● **TASK TO COMPLETE**
When you reach the listing, restate it word for word, leaving nothing out.

[Start of section]

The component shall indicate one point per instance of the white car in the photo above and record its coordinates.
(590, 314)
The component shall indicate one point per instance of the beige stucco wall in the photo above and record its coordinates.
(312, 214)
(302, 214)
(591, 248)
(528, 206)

[End of section]

● **WRITTEN SOLUTION**
The component shall indicate one point per instance of the white car in the photo above and record its coordinates.
(590, 314)
The component shall indicate one point per instance of the beige stucco wall in the photo above and record its coordinates.
(312, 214)
(302, 214)
(591, 248)
(528, 206)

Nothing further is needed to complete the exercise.